*What the task requires:* Count the lines in the items below that contain the string "reflector", with case counting. Give only the number.

*Records supplied:*
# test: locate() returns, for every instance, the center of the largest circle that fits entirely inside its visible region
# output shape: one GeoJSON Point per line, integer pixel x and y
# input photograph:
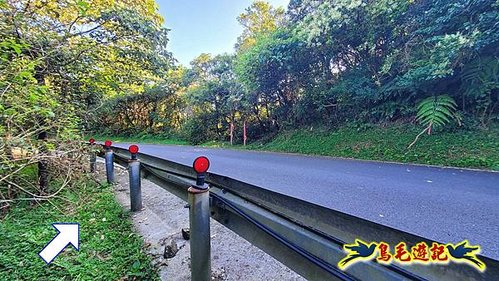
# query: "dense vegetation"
{"type": "Point", "coordinates": [59, 61]}
{"type": "Point", "coordinates": [109, 249]}
{"type": "Point", "coordinates": [328, 64]}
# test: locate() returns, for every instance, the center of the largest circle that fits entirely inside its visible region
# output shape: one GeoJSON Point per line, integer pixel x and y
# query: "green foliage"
{"type": "Point", "coordinates": [456, 148]}
{"type": "Point", "coordinates": [59, 61]}
{"type": "Point", "coordinates": [329, 63]}
{"type": "Point", "coordinates": [437, 111]}
{"type": "Point", "coordinates": [109, 249]}
{"type": "Point", "coordinates": [260, 18]}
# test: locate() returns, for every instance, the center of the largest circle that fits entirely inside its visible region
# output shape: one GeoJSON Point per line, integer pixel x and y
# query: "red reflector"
{"type": "Point", "coordinates": [201, 164]}
{"type": "Point", "coordinates": [133, 149]}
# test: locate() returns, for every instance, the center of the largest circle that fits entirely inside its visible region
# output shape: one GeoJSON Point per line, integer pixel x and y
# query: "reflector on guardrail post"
{"type": "Point", "coordinates": [109, 162]}
{"type": "Point", "coordinates": [134, 176]}
{"type": "Point", "coordinates": [199, 220]}
{"type": "Point", "coordinates": [93, 156]}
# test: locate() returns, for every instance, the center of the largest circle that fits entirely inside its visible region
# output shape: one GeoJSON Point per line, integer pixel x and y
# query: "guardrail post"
{"type": "Point", "coordinates": [199, 220]}
{"type": "Point", "coordinates": [93, 156]}
{"type": "Point", "coordinates": [134, 176]}
{"type": "Point", "coordinates": [109, 162]}
{"type": "Point", "coordinates": [43, 174]}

*Response for this exercise:* 2